START Records provided

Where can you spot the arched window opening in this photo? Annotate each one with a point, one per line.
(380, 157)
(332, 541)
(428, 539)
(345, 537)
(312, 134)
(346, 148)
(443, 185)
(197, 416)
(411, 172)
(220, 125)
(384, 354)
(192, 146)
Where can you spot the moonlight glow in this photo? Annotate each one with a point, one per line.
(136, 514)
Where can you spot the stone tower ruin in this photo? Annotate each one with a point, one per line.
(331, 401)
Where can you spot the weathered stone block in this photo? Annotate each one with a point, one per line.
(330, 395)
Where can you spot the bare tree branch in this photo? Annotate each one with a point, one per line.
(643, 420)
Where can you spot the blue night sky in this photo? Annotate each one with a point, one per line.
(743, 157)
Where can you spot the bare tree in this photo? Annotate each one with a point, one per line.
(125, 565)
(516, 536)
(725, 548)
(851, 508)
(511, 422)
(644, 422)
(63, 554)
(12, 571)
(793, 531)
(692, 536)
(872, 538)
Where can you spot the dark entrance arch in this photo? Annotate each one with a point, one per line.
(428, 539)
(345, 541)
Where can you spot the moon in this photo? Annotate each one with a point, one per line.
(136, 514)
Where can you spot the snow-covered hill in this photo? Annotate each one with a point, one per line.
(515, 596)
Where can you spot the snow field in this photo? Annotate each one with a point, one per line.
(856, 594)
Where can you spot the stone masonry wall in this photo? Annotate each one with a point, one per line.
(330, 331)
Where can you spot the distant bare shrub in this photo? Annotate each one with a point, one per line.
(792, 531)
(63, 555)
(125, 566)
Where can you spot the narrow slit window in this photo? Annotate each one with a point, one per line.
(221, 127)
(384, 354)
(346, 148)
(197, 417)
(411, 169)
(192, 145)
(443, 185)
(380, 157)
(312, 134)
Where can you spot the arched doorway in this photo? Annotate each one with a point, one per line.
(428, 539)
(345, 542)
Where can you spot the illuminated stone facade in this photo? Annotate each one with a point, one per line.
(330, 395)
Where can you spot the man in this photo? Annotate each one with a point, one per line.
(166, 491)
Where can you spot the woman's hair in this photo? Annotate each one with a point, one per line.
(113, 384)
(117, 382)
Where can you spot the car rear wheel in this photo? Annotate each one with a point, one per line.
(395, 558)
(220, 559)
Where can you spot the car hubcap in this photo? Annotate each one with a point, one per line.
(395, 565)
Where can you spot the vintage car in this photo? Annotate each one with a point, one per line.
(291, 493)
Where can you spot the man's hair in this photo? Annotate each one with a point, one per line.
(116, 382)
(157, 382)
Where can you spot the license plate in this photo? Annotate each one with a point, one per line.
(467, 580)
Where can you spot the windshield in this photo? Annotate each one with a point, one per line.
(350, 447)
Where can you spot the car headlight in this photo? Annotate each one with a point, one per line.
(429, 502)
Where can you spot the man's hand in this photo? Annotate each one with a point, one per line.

END Records provided

Problem statement =>
Transcribe each entry precisely, missing none.

Response =>
Where can you spot the arched window opening in this photo? Annotate each one with a point, one per line.
(380, 157)
(332, 541)
(428, 539)
(345, 537)
(312, 134)
(346, 148)
(443, 185)
(197, 416)
(411, 172)
(220, 125)
(384, 354)
(192, 146)
Where can you spot the moonlight glow in this photo? Annotate each one with a point, one per line.
(136, 514)
Where can you spot the stone tower ruin in this photo? Annotate each one with a point, one per line.
(331, 401)
Where can you spot the weathered stone block in this photo? Annotate each one with a point, one per line.
(330, 395)
Where can you spot the bare tree branch in this photo? Annotate each one with a point, one per line.
(643, 420)
Where can you spot the blue night sky in this photo? Annotate each one with a point, one per line.
(743, 157)
Where can you spot the bare tree in this photo? Annotate each one with a point, one per line.
(125, 565)
(516, 536)
(725, 548)
(851, 508)
(511, 422)
(644, 422)
(63, 554)
(12, 571)
(793, 531)
(692, 536)
(872, 538)
Where can you spot the dark entrance arch in this photo? Annotate each one with a point, one per line.
(428, 539)
(345, 541)
Where can you spot the moon in this photo? Annotate each one with a point, one per line.
(136, 514)
Where can you spot the snow-covered hill in this photo? Annotate each one with a point, one per line.
(515, 596)
Where can you spot the snow field in this photo? Annotate each one with a point, one per line.
(856, 594)
Where can you spot the stone masonry wall in this photo? Annotate each one with a point, one per line.
(330, 331)
Where can you spot the distant bare shrub in this photo? Annotate each one with a point, one per line.
(792, 531)
(63, 555)
(125, 566)
Where can you spot the narrow slit window in this photo? Annotate each one with a point, one per line.
(221, 127)
(384, 354)
(346, 148)
(197, 417)
(411, 169)
(192, 145)
(443, 185)
(380, 157)
(312, 134)
Where can you spot the arched doorway in this photo? Annotate each one with a point, one per line.
(428, 539)
(345, 542)
Where can you spot the illuminated stone facade in this photo? Annotate each one with a point, one per line.
(330, 395)
Where can you spot the man in this photo? Annotate each one with a point, one per line.
(166, 491)
Where can you spot the woman's hair in this photo? Annotate each one with a point, one per line.
(113, 384)
(117, 382)
Where can you spot the car rear wheel in this photo? Annotate each one with a point, one per line.
(395, 558)
(220, 559)
Where can you spot the car hubcap in this photo? Annotate each one with a point, one per line.
(395, 565)
Where can you spot the vintage car in this photo? Annotate each one with a point, one per line.
(291, 493)
Where can you spot the man's hair in this photo? Annotate each one with a point, one per line.
(116, 382)
(157, 382)
Where can you spot the license plate in this photo? Annotate each one with a point, one per line.
(467, 580)
Where can you spot the windshield in this photo? Annotate each one with a point, one per line.
(350, 447)
Where can you spot the car headlight in this photo? Annotate each one with a point, one per line.
(429, 502)
Where can you spot the man's hand in this photo? Annotate each one with a point, one per line.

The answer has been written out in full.